*** Data entries ***

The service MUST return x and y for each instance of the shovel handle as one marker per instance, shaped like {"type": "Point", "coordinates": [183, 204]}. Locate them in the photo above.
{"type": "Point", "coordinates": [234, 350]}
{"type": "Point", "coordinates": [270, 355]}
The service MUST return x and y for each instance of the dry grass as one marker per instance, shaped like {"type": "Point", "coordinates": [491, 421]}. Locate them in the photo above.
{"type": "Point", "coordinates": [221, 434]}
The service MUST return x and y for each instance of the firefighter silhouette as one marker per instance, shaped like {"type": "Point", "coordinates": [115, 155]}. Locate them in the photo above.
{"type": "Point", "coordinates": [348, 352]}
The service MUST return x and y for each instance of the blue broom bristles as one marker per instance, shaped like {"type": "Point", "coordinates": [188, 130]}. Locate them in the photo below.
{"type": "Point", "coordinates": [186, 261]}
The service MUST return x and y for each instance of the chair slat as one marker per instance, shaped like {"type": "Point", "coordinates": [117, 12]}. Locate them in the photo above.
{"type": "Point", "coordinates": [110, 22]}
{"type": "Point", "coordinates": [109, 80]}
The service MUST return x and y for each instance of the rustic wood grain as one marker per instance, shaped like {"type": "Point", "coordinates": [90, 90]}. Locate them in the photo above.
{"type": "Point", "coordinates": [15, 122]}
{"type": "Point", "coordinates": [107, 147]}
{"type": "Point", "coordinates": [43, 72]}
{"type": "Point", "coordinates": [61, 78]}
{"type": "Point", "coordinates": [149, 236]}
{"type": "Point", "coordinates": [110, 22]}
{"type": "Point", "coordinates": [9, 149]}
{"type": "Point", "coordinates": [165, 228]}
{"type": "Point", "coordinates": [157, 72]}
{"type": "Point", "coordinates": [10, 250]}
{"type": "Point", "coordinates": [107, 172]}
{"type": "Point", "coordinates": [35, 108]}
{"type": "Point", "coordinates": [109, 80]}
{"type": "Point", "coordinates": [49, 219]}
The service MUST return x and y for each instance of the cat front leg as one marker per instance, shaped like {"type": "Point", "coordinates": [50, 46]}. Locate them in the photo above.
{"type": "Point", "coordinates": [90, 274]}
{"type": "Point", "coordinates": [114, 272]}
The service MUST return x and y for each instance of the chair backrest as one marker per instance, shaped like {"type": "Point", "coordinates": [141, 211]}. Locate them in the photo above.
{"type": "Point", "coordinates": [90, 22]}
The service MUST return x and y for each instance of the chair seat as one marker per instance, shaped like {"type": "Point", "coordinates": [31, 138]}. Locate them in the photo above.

***

_What the exercise asks_:
Add 112 to every coordinate value in the answers, covering everything from the line containing "the chair backrest" down to the end of the material above, and write out all of those lines again. Every other line, and every sample coordinate within those lines, stays unchanged.

_In response_:
The service MUST return x and y for each instance of the chair backrest as one marker per instance, shaped like {"type": "Point", "coordinates": [141, 211]}. Locate them in the photo above.
{"type": "Point", "coordinates": [202, 134]}
The service MUST return x and y for each instance of the chair seat as one marker per instance, shaped like {"type": "Point", "coordinates": [31, 138]}. Locate them in the photo above.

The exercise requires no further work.